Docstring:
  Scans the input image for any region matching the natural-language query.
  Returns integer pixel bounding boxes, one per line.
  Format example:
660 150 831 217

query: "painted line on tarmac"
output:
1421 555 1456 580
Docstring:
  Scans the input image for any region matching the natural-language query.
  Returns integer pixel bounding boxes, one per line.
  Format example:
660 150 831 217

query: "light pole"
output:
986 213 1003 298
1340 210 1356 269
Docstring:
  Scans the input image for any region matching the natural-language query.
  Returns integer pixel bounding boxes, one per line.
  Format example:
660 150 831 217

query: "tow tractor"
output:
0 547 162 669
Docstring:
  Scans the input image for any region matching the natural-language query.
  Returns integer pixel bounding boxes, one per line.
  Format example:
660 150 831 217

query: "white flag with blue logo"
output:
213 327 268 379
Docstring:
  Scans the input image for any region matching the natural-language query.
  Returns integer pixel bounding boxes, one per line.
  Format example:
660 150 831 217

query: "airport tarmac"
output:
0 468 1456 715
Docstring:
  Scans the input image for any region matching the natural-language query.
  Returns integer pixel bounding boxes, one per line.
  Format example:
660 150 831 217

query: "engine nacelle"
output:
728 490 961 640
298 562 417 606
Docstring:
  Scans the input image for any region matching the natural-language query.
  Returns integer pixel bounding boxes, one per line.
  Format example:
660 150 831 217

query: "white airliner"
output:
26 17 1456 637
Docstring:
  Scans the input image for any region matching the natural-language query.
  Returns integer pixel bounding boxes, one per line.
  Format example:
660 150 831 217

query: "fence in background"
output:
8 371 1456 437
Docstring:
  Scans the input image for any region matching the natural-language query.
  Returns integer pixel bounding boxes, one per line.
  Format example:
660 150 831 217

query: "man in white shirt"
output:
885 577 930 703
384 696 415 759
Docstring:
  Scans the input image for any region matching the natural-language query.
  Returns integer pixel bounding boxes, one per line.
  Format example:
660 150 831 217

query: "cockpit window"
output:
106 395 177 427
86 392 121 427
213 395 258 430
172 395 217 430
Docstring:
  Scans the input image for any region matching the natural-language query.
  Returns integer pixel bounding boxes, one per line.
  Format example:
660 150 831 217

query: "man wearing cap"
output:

====

TASK TO COMPLETE: Write out all of the records above word for word, with every line unchanged.

ANSWER IN FULL:
Docstring:
  Scans the input image for any region matching the natural-language query.
  Returns integer pixel bounding boxes, one per line.
  Format example:
660 150 831 217

query: "painted line on tarmac"
output:
1421 555 1456 580
Docstring:
  Scans the input image for any region matching the natural-language query.
  Returns integer pixel bounding boxes, one per line.
  Format example:
660 150 831 217

query: "light pole"
output:
986 213 1003 298
1340 210 1356 269
Docstring:
  Scans the input image for any region matching the natural-language query.
  Returns integer pixel bounding boxes, one per line.
  Format example:
660 150 831 217

query: "tow tractor"
output:
0 547 162 669
Docstring:
  Scans the input image for any region matching the natural-language query.
  Returns integer pixel bounding boxes, one per line.
  Format example:
660 150 831 217

query: "white flag with blue logo"
output:
213 327 268 379
Docstring:
  Scans the input image for any region matching the natural-language query.
  Returns integer pixel bounding boxes, one per line.
  Format example:
660 150 831 217

query: "airport tarmac"
output:
0 468 1456 715
Docstring:
  Scans the input image for any region matching the natural-language query.
  Returns integer pixel bounding boxes, one per line.
  Format example:
660 150 831 217

query: "engine nacelle"
output:
728 490 961 640
298 562 417 606
Docstring:
  Scans the input image for any region matching the natural-language query.
  Returns integer pixel bounding boxes, one per line.
  Format example:
660 150 831 217

query: "white airliner"
output:
26 17 1456 637
Docstring:
  Scans the input image for any region matching the natural-language query.
  Returns integer pixel bounding boxes, one per line.
  Format example:
660 150 831 217

query: "fence in background"
output:
8 371 1456 437
Docstring:
  Scans the input image for any region matching the natural-language query.
  Returns integer pixel bounding boxes, one per line.
  Format example:
660 150 831 217

query: "man in white shirt"
output:
885 577 930 703
384 696 415 759
Docstring:
  Scans the input image for any region matching the natural-language query.
  Returns integer pixel bounding boxes, one per line.
  Format example:
660 150 831 217

query: "cockpit window"
output:
106 395 177 427
86 392 121 427
213 395 258 430
172 395 217 430
Docstring:
  Scans the input image for any region matching the natural-language query.
  Returns integer pixel bounding boxes, one per line.
  Format example:
660 150 831 217

query: "man wearing cap"
output:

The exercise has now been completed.